-- Study text --
___

This week’s test drive is Ad-Aware Total Security Suite 2011. Also flaunting dual scan engines like last week’s test drive subject, The installer was a little intimidating at almost 400 Megabytes!
For the purpose of this test, I left all settings as they came when first installing, except the firewall, which I set to high security. And then the fun began. As usual, the test consists of trying to infect the test computer by visiting known malicious websites and observing the security product behavior when doing so.
Went to the first malicious website, containing a fake antivirus. Loading the website lagged momentarily (Ad-Aware was checking the content of the website before allowing access) and then denied access to the malicious website, announcing through a pop-up window there was malicious content and access had been denied. HOWEVER, I did get prompted to download a file (info.exe) and when, emulating a less than expert user, I clicked to download it and save it, it did so. And then when I tried to open it, there was no protest from Ad-Aware!
The only reason why the computer did not get infected when doing that was, well, a technical unrelated reason. Just to make sure the file was indeed malicious, I submitted it to a website that checks any given file against 36 different scan engines from different security companies. To be fair, only ONE scan engine labeled the file as malicious. So what we had here was a very new infection that had not made its way yet to the signature files of most scan engines. But regardless, it was a miss and the behavioral (heuristic) module should have detected it. Because of the technical reason that impeded its execution, we’ll give it the benefit of the doubt and not flunk it right away, but keep on testing.
Second try, malicious page on a youtube.com link (very popular these days). One of the scanning engines successfully spotted the maliciousness and denied access to the website altogether, both popping up a window and placing a message smack in the middle of the browser instead of the intended page, letting the user know the link was a malicious one. Pass on this one.
Third round: A Trojan hidden in a malicious website. Similar result to the first round. In fact, so similar, I took the malicious file and executed in a controlled, yet uninhibited environment (a “sandbox”) and soon realized it was basically the same file with a different name. Moving along then.
Fourth round: A different, very malicious type of Trojan, hidden in a Russian website. Ad-Aware successfully identified the malicious code and denied access to the website altogether. Good.
Fifth, sixth, seventh rounds: Like the second round.
The test drive is considered a pass, since no infection occurred and no malicious payload delivery occurred, and no breach of data or behind the scenes connection happened, no matter the attempts to do so.
A note on system resources usage: I counted 9 different processes running in the background to make Ad-Aware Total Security Suite work, with over 400 Megabytes of system memory being used altogether. So needless to say, old computers with relatively low memory should stay away. Newer computers, with plenty of system memory, won’t mind (My test computer, for example, has about 8,000 Megabytes of memory, so it’s undisturbed by a process using 400 Mb).
So that being said, we can add Lavasoft’s Ad-Aware to the list of security suites that have survived unscathed my test drive. These are, in the order they have been tested:
1. Kaspersky Internet Security 2012.
2. VIPRE Antivirus Premium.
3. ZoneAlarm Extreme Security Suite 2012.
4. Avira Internet Security Suite 2012.
5. Emsisoft Internet Security Pack.
6. Lavasoft’s Ad-Aware Total Security Suite 2011.

___

-- Work to be completed --
Using the Ad-Aware review, answer yes or no to each statement and quote the review's deciding words: 1. The tester changed the firewall to high security before testing. 2. Most of the 36 scan engines labeled the downloaded file as malicious. 3. Ad-Aware was the fourth security suite tested.

___

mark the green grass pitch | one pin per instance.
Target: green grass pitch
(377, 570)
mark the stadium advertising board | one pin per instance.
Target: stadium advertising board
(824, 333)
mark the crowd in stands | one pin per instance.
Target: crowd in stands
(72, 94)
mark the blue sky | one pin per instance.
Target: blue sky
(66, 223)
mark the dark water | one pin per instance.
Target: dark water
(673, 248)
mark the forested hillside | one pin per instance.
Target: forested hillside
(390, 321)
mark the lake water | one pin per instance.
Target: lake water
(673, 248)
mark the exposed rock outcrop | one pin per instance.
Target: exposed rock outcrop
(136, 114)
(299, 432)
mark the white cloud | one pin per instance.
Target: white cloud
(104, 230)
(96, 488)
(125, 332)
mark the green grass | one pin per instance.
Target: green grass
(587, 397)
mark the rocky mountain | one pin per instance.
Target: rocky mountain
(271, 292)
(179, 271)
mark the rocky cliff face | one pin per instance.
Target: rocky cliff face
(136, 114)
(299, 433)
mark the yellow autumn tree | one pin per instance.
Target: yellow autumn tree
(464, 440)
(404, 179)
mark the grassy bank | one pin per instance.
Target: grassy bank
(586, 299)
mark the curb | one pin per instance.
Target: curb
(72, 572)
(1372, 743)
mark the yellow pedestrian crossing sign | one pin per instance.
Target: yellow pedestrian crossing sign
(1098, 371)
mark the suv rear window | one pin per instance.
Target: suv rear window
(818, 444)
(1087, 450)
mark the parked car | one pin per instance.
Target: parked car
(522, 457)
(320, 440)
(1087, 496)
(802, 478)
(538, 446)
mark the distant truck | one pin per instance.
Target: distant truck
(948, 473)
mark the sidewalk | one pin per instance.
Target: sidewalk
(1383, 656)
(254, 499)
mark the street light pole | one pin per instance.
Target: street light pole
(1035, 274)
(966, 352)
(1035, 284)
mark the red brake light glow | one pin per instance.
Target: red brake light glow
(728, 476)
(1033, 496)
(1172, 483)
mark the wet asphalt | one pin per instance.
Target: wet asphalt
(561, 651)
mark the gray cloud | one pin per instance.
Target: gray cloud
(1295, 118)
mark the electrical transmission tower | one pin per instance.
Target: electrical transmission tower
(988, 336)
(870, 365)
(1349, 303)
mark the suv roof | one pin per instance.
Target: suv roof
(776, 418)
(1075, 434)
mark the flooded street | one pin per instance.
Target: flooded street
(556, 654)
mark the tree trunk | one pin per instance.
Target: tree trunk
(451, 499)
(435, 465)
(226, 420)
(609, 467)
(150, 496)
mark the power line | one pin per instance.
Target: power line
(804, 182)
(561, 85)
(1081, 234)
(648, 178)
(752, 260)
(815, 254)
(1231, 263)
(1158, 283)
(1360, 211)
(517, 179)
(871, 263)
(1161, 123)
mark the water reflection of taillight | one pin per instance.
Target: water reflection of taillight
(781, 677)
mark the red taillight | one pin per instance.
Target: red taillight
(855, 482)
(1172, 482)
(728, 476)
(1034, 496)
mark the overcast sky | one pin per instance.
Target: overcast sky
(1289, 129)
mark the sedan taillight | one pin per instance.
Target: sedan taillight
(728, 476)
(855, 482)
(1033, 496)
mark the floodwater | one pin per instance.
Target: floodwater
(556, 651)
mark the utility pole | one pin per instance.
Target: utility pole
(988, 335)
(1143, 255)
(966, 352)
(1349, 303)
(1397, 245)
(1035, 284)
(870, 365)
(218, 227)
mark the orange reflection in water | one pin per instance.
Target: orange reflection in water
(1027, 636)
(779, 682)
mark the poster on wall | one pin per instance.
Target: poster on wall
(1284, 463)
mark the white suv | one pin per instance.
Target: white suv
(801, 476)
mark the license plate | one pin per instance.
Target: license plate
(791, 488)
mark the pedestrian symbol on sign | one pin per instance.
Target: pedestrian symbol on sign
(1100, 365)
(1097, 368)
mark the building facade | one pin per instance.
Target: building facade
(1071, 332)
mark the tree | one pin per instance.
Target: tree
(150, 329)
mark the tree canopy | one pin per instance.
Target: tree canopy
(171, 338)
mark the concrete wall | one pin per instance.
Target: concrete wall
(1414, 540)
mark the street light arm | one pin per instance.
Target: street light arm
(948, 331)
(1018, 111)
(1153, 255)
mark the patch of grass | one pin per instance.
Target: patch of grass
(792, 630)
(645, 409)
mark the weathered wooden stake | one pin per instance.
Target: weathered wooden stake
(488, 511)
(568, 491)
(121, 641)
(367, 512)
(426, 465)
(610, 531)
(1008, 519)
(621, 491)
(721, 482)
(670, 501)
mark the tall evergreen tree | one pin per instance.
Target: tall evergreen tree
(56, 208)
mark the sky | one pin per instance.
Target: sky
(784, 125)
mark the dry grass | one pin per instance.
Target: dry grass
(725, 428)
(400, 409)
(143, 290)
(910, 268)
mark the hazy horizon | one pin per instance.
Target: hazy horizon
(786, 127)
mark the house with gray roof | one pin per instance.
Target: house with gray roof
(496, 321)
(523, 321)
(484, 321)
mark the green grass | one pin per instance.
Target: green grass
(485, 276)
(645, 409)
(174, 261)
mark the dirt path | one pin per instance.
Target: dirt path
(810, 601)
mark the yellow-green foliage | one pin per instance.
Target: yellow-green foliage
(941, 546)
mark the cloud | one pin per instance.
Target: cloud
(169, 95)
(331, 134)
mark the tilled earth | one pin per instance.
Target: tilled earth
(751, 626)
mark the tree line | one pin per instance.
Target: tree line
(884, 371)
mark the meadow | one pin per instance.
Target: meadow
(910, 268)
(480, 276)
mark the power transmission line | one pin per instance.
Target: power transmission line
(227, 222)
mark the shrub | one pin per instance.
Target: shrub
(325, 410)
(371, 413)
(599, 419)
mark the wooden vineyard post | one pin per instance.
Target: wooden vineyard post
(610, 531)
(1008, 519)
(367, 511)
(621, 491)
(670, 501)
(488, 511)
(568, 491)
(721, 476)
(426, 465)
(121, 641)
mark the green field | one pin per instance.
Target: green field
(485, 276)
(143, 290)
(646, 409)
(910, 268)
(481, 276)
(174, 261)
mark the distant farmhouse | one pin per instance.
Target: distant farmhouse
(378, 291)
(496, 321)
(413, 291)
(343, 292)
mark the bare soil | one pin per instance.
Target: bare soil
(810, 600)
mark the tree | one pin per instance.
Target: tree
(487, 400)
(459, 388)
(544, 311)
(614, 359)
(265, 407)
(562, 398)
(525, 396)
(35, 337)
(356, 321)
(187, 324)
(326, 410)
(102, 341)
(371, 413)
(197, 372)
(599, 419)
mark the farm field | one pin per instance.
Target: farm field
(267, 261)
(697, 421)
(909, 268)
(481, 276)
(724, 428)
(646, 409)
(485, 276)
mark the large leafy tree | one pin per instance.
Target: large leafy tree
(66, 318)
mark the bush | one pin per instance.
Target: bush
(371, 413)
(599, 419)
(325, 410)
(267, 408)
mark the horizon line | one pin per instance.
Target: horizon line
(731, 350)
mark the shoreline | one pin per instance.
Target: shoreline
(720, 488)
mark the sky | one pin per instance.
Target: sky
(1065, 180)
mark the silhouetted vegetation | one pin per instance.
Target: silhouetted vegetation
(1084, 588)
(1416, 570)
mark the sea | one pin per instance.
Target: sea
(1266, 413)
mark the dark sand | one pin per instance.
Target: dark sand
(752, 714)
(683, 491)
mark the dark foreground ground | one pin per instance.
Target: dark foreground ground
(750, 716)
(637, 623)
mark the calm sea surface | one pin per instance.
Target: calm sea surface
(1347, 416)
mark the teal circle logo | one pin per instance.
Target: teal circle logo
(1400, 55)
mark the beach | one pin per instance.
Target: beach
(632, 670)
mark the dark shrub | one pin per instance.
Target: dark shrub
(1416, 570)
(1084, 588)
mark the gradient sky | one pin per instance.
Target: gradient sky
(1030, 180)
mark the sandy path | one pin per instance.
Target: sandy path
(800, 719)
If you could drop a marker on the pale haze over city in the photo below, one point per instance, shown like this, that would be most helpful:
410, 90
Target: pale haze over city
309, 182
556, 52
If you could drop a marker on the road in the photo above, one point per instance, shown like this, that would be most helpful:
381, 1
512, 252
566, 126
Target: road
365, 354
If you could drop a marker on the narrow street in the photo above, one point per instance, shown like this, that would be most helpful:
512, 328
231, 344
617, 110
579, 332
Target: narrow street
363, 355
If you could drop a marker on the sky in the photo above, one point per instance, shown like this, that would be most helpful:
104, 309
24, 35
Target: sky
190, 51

___

-- Answer space --
1. Yes: "except the firewall, which I set to high security"
2. No: "only ONE scan engine labeled the file as malicious"
3. No: "6. Lavasoft’s Ad-Aware Total Security Suite 2011."